» **Your objective**
Return, exactly as they appear, the lines of the listing from the one containing "Put one point on every instance of the patterned gray" through the end of the listing, with both of those lines included.

(A data block)
start

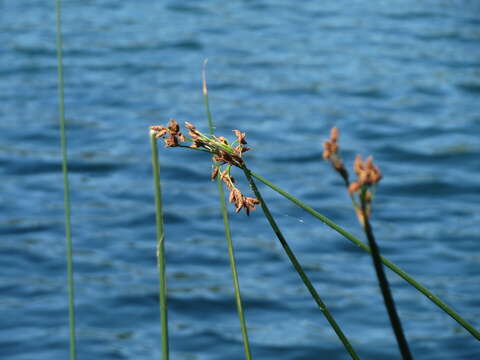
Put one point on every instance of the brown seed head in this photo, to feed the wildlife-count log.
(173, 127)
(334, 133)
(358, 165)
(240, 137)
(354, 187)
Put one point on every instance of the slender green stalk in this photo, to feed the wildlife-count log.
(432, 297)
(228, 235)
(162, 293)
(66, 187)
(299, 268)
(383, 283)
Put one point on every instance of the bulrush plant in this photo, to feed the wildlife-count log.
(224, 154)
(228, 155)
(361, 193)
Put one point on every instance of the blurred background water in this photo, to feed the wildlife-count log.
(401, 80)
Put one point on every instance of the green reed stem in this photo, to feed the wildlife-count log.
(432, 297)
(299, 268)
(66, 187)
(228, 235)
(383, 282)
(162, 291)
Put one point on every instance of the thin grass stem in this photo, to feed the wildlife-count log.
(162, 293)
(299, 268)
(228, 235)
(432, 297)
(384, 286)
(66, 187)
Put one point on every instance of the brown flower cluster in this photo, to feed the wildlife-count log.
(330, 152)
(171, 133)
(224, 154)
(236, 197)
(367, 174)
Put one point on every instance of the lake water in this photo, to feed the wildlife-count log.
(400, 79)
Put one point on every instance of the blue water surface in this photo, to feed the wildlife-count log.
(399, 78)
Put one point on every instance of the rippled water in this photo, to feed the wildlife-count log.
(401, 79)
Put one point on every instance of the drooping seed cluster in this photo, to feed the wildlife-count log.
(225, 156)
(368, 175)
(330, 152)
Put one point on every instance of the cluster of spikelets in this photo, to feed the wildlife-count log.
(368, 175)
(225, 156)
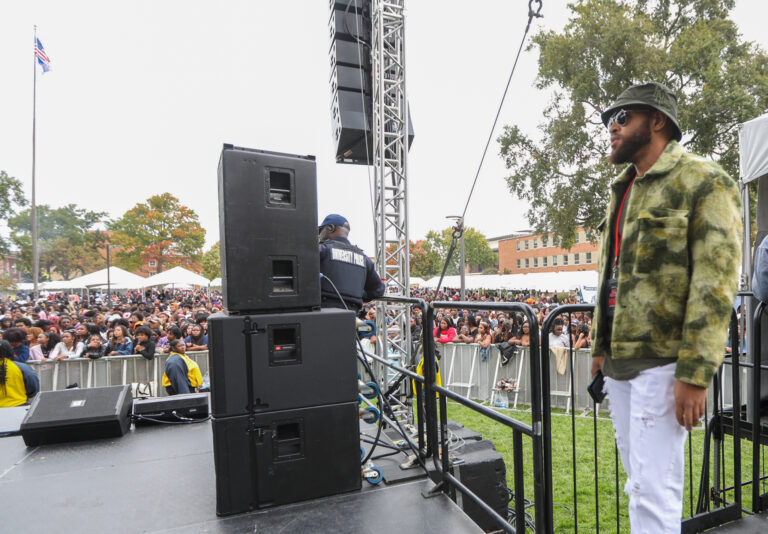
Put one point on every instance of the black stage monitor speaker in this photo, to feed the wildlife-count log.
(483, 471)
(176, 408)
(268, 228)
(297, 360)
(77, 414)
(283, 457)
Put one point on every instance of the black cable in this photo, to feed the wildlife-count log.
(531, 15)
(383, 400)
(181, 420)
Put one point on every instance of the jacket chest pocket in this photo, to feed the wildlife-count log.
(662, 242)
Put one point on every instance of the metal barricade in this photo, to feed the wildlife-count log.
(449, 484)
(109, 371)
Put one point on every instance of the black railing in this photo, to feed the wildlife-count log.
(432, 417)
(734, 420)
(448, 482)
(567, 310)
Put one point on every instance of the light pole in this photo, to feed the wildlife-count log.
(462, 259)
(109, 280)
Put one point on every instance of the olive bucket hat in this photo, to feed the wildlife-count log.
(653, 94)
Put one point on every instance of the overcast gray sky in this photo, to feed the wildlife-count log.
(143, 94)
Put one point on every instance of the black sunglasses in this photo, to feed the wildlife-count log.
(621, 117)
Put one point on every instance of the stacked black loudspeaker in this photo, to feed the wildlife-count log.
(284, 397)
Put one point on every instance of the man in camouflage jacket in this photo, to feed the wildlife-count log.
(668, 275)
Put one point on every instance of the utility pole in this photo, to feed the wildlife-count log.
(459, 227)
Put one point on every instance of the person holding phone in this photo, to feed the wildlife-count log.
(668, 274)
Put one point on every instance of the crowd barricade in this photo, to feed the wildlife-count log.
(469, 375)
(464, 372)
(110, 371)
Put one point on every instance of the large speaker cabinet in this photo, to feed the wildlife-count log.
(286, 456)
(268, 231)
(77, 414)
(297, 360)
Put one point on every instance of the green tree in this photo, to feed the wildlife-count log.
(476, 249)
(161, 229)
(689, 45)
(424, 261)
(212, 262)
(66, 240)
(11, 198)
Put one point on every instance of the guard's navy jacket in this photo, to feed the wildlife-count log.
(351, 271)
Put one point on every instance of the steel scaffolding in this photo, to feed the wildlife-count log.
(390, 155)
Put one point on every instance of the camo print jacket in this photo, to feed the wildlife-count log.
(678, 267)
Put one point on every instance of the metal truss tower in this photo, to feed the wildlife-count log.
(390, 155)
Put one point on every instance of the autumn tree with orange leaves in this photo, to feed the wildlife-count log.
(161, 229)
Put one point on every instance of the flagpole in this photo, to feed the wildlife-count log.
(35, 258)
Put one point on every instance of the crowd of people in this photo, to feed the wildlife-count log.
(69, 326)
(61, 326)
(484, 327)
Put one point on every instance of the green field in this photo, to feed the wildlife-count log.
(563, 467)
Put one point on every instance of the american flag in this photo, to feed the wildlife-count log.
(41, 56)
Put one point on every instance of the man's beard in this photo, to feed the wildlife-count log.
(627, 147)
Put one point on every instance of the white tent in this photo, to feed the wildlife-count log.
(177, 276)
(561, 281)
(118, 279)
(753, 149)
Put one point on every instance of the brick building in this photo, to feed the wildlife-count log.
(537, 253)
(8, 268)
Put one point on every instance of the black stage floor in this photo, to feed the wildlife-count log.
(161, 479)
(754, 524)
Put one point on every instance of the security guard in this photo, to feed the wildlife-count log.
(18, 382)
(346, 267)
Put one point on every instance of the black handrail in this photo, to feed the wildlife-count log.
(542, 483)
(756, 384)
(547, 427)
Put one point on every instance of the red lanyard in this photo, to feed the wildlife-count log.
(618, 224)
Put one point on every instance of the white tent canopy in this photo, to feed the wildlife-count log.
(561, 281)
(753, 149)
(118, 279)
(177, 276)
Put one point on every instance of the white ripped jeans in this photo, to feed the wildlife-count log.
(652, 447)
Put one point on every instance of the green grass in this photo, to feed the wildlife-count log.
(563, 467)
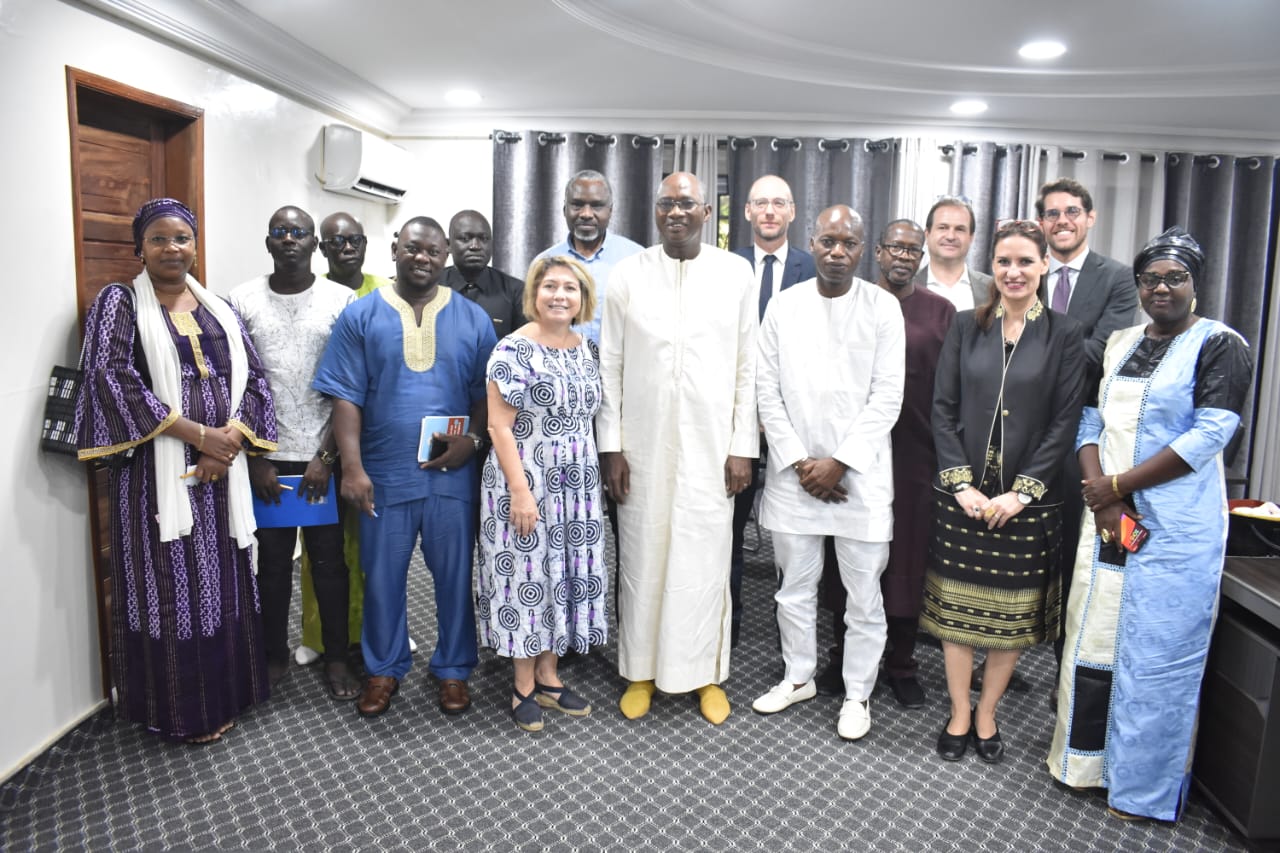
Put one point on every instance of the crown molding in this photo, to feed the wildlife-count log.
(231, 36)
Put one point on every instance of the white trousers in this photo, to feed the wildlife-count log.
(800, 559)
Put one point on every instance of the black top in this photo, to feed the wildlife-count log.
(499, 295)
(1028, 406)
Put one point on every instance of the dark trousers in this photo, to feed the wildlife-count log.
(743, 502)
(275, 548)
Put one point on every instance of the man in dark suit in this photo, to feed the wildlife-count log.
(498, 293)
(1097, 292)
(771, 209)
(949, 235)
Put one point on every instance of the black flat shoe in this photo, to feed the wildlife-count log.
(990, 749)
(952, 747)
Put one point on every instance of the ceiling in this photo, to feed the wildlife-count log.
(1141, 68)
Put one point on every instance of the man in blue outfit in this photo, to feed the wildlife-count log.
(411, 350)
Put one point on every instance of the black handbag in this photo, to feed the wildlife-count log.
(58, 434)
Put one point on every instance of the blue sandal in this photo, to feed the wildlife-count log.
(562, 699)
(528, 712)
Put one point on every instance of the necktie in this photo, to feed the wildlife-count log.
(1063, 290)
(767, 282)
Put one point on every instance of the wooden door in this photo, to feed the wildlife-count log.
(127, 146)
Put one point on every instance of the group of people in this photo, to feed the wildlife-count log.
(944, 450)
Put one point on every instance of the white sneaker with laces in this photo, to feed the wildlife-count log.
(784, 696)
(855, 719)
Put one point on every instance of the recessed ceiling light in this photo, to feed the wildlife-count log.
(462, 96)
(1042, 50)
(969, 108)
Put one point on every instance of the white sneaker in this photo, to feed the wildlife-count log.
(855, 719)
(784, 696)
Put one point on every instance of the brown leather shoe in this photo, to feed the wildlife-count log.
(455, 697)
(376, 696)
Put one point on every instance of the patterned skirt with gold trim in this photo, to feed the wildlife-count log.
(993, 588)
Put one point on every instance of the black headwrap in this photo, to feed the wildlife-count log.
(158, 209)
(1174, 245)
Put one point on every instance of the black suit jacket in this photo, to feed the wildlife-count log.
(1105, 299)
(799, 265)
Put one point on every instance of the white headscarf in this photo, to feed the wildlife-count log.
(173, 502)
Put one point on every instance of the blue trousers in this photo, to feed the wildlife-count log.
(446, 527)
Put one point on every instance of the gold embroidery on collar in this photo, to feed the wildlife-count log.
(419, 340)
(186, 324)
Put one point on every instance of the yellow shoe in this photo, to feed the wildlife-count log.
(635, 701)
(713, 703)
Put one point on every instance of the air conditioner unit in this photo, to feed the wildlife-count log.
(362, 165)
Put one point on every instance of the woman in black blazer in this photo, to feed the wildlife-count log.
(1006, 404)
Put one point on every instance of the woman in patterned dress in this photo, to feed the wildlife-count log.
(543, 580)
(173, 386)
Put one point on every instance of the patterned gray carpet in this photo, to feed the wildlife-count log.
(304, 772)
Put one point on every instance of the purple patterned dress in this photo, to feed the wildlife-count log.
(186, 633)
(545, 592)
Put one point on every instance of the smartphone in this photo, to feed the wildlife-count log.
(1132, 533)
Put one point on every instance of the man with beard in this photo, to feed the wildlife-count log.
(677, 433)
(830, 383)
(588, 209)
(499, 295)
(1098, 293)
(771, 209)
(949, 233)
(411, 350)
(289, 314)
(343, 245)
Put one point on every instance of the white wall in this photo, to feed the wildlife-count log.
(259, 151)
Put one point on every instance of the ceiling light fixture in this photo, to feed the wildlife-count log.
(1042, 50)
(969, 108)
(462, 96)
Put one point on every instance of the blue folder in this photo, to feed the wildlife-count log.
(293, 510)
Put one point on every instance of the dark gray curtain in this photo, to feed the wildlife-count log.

end

» **Result for this task**
Put one point on every instance of the patterned gray carpet in this photo, to feed the wildlife-count log.
(304, 772)
Put one point on every instance of the purple patterned dress in this photo, to feed the wildlife-count log.
(186, 633)
(545, 592)
Put one point on every instance of the smartphone in this photo, to feed the wildlife-count log.
(1132, 533)
Put one point on every instance of the man with beard in this photo, to feed the wildlife-count log.
(677, 433)
(830, 383)
(588, 209)
(499, 295)
(1098, 293)
(771, 209)
(949, 233)
(411, 350)
(289, 314)
(343, 245)
Put one point on every instance of the white wall in this photo, to feed the wildlife-count log.
(259, 151)
Put one point on every instance of the ceiling light fixture in this photo, to feed the wildlife-count log.
(1042, 50)
(969, 108)
(462, 96)
Put one point on every instance of the blue folder in this photo, to feed the wildlife-count log.
(293, 510)
Put one point on every instance of the dark gray curtain in this photo, to feed the wildlife-count log.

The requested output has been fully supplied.